PROBLEM
Reproduce the rows below word for word, keeping every line in its original order.

Coordinate annotation rows:
· · ·

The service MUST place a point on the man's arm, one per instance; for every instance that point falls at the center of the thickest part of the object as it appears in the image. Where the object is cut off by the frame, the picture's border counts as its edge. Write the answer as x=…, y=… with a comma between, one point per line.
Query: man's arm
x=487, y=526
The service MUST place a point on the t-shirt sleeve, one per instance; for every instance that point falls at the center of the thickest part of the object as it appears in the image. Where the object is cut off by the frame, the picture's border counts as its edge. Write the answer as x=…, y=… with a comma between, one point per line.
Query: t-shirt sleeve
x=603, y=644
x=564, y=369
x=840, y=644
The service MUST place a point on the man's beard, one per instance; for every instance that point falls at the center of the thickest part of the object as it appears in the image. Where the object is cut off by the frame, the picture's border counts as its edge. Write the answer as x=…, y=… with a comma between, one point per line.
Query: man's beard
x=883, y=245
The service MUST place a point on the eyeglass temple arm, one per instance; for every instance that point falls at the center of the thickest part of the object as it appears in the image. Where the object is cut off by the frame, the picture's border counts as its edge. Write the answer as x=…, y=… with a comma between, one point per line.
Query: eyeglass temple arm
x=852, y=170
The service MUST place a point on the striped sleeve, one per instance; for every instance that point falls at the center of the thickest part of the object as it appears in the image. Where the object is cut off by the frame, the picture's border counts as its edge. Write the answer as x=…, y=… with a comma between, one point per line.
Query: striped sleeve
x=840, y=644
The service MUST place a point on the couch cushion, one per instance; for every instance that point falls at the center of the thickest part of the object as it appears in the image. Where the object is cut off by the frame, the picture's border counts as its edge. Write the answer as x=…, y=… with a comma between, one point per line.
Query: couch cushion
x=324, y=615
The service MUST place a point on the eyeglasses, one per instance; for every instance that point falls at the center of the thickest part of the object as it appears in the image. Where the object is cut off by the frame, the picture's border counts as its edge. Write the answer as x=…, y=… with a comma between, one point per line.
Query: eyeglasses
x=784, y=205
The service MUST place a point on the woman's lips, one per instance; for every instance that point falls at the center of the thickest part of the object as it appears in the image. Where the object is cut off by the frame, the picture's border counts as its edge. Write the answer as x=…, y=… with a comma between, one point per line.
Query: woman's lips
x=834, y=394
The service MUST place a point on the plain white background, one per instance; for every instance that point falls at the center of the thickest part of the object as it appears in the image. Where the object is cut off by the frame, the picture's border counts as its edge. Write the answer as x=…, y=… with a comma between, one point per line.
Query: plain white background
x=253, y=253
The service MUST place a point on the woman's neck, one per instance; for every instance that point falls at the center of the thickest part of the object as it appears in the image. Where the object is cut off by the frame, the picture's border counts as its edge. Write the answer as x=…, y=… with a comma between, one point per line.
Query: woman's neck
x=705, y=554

· · ·

WRITTEN SOLUTION
The service MUST place a point on the man's arm, one per instance; for every instance that point falls at the center of the thickest part of the object as it appears in the image. Where the object is cut off by the frame, the picture's border counts as its edge. Write the answer as x=…, y=… with a comma between, one point per line.
Query: man's arm
x=487, y=526
The service MUST place a point on the t-shirt sleeve, one per instance; for every instance that point falls at the center of the thickest part of the object as it appears in the image. Where the object is cut off by the frame, the picture's border counts as its edge. Write the answer as x=…, y=… with a comma between, one point per line.
Query: t-shirt sleeve
x=603, y=644
x=564, y=369
x=840, y=644
The service MUST place a point on the man's beard, one per instance; for every instance that point falls at the center of the thickest part of the object as it appears in the image. Where the object is cut off by the frame, the picture's border counts as its edge. Write the answer as x=…, y=… with a comma between, one point per line.
Query: man's beard
x=883, y=245
The service MUST place a point on the eyeglass temple arm, one per instance; for every instance that point falls at the center of the thickest part of the object as it appears in the image. Where the object is cut off by the frame, the picture's border counts as its edge. Write the answer as x=…, y=… with a comma between, one point per line.
Query: eyeglass temple arm
x=852, y=170
The service MUST place a point on the striped sleeve, one per instance; for every instance that point falls at the center of the thickest part of the object as it appears in the image. Where the object is cut off by the frame, the picture's border counts as its edge. Write the answer as x=…, y=… with a comma between, one point per line.
Query: striped sleeve
x=840, y=644
The service MUST place a point on the couch cushion, one per instance; for every instance that point falls at the center of the thickest part of the object as it appears in the image. Where the object is cut off by the frame, the picture's border counts as its edge. Write the answer as x=…, y=… with a comma between, one point per line.
Query: couch cushion
x=324, y=615
The service MUST place a point on the eyeglasses, one per instance; for every instance that point falls at the center of the thickest part of the object as it appears in the image. Where the object is cut off by the frame, the picture's border counts as its edge. Write the answer as x=…, y=… with a comma between, one point per line.
Query: eyeglasses
x=784, y=205
The service MUST place a point on the woman's lips, one per instance; for every instance that point falls at the center of the thickest part of the object as it appears in the image. Where the object is cut off by the frame, the picture's border counts as its edge. Write the answer as x=…, y=… with a comma between, one point per line.
Query: woman's lips
x=834, y=394
The service MUST place a point on the plain white background, one per instance; for every instance that point falls at the center of the thickest part of the object as it appears in the image. Where the object is cut off by the frame, the picture's border counts as its edge. Write the answer as x=…, y=… with a comma between, one point per line.
Query: plain white background
x=253, y=253
The service MUST place a point on the woman's neck, one per instance; for every instance that point falls at the center of the thickest part of the object as it appears in the image. Where the object is cut off by the frame, the picture's border counts as its edge. Write the answer as x=…, y=… with a comma between, one point per line.
Query: woman's neck
x=705, y=554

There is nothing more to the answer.